== Data listing ==

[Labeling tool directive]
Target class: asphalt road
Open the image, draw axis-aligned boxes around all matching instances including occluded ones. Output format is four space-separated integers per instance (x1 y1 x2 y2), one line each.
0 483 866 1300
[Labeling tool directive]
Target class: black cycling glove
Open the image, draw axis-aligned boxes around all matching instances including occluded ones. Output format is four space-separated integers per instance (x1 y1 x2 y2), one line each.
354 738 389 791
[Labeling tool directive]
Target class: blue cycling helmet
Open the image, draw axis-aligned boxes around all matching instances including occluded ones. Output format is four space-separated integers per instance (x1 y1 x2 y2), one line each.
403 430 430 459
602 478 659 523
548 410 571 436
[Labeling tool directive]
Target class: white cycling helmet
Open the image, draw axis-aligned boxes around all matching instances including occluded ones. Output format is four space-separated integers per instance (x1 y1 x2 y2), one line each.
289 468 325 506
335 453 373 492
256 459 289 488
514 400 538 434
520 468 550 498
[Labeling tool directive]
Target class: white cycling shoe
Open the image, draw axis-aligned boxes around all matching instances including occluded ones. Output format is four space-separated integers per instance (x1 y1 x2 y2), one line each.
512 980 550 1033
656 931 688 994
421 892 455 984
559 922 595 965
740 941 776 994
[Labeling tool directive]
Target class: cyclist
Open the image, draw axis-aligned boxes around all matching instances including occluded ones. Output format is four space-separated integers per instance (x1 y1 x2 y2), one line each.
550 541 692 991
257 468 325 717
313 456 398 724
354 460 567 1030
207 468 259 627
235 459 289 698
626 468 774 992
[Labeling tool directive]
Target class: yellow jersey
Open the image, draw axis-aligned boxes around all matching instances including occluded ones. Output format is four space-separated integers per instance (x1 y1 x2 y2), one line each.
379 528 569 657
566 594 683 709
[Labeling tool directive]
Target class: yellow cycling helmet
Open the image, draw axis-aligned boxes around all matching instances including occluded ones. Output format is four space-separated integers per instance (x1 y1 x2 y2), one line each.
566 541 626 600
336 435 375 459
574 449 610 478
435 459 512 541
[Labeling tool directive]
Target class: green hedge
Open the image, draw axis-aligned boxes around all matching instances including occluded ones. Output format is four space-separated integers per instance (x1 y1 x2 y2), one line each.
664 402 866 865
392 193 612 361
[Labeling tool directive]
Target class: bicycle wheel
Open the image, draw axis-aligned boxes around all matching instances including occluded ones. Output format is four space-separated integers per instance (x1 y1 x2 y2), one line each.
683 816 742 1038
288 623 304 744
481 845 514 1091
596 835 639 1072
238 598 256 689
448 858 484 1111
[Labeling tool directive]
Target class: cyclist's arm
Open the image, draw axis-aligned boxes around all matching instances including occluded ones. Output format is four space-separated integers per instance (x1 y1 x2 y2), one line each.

===

Work required: Render all the lines above as a Markdown table, leaving out any blank lines. Use a "Row" column for the row number and a "Line" column for the line itself.

Solution to the problem:
| Row | Line |
|---|---|
| 1 | [Labeling tool directive] |
| 2 | Target class: asphalt road |
| 3 | Open the image, draw axis-aligned boxes around all matching instances including occluded ones. Output format is four space-separated integers per instance (x1 y1 x2 y2), one line each. |
| 4 | 0 483 866 1300 |
| 5 | [Labeling tool directive] |
| 6 | Target class: black cycling glove |
| 7 | Open the image, draw axis-aligned boxes around all matching instances including occluded ones. Output format is four space-separated integers per instance (x1 y1 x2 y2), one line each. |
| 8 | 354 738 389 791 |
| 9 | [Labeling tool directive] |
| 10 | Target class: blue cycling helmet |
| 11 | Open the image, draw axis-aligned boxes around all matching instances including occluded ones. Output format is four space-separated integers per instance (x1 y1 x2 y2), one line each. |
| 12 | 403 430 430 459 |
| 13 | 602 478 659 523 |
| 14 | 548 410 571 436 |
| 15 | [Labeling tool directive] |
| 16 | Target class: white cycling helmet |
| 17 | Open the image, draw axis-aligned boxes around all matching instances including occluded ones. Output format is four space-separated integers per instance (x1 y1 x2 y2), one line each. |
| 18 | 289 468 325 506 |
| 19 | 335 453 373 492 |
| 20 | 256 459 289 488 |
| 21 | 514 400 538 434 |
| 22 | 520 468 550 498 |
| 23 | [Labeling tool directive] |
| 24 | Target class: white cycling shoe |
| 25 | Open the image, draw axis-aligned boxes around all matching instances including occluded ones. Output format is four space-separated integers per instance (x1 y1 x2 y2), one line each. |
| 26 | 512 980 550 1033 |
| 27 | 656 931 688 994 |
| 28 | 421 892 455 984 |
| 29 | 559 922 595 965 |
| 30 | 740 941 776 994 |
| 31 | [Labeling tool directive] |
| 32 | Target class: cyclist |
| 33 | Open the image, draw axis-aligned boxes around all matching instances including occluded ones. Output format is four space-separated integers per instance (x1 y1 x2 y2), one line each. |
| 34 | 550 541 692 991 |
| 35 | 257 468 325 717 |
| 36 | 313 456 398 724 |
| 37 | 354 460 567 1030 |
| 38 | 207 468 259 627 |
| 39 | 235 459 289 698 |
| 40 | 626 468 774 992 |
| 41 | [Labeling tool directive] |
| 42 | Target class: yellow jersey |
| 43 | Open the image, draw axis-aligned boxes around all matching instances including occluded ones. Output format is four space-separated integers per instance (x1 y1 x2 y2), one line each. |
| 44 | 379 528 569 657 |
| 45 | 566 594 683 709 |
| 46 | [Labeling tool directive] |
| 47 | Target class: yellow cycling helmet |
| 48 | Open the image, draw axis-aligned boxes around all matching instances including occluded ones. Output format is four space-separated integers per instance (x1 y1 x2 y2), one line each. |
| 49 | 566 541 626 600 |
| 50 | 336 435 375 459 |
| 51 | 574 449 610 478 |
| 52 | 435 459 512 541 |
| 53 | [Labeling tool directive] |
| 54 | Target class: green hedge |
| 55 | Open the image, draw axis-aligned boxes around all matching instances including occluded ones. Output format is four space-separated integers per instance (x1 y1 x2 y2), one line each. |
| 56 | 664 402 866 865 |
| 57 | 392 193 612 361 |
| 58 | [Labeling tool directive] |
| 59 | Target class: bicycle wheel |
| 60 | Open the image, draw axis-aligned boxes around all matching instances including occluded ones. Output format is four space-separated integers per instance (x1 y1 x2 y2), one line each. |
| 61 | 683 816 742 1038 |
| 62 | 288 623 304 744 |
| 63 | 481 845 514 1091 |
| 64 | 596 835 639 1072 |
| 65 | 238 598 256 689 |
| 66 | 448 858 484 1111 |
| 67 | [Labeling tool directive] |
| 68 | Target class: cyclist's arm |
| 69 | Open the image, draw axis-aligned boxes around all matching instances including occluded ones. Output format is four space-separated integers per instance (x1 y1 x2 y2), one line each. |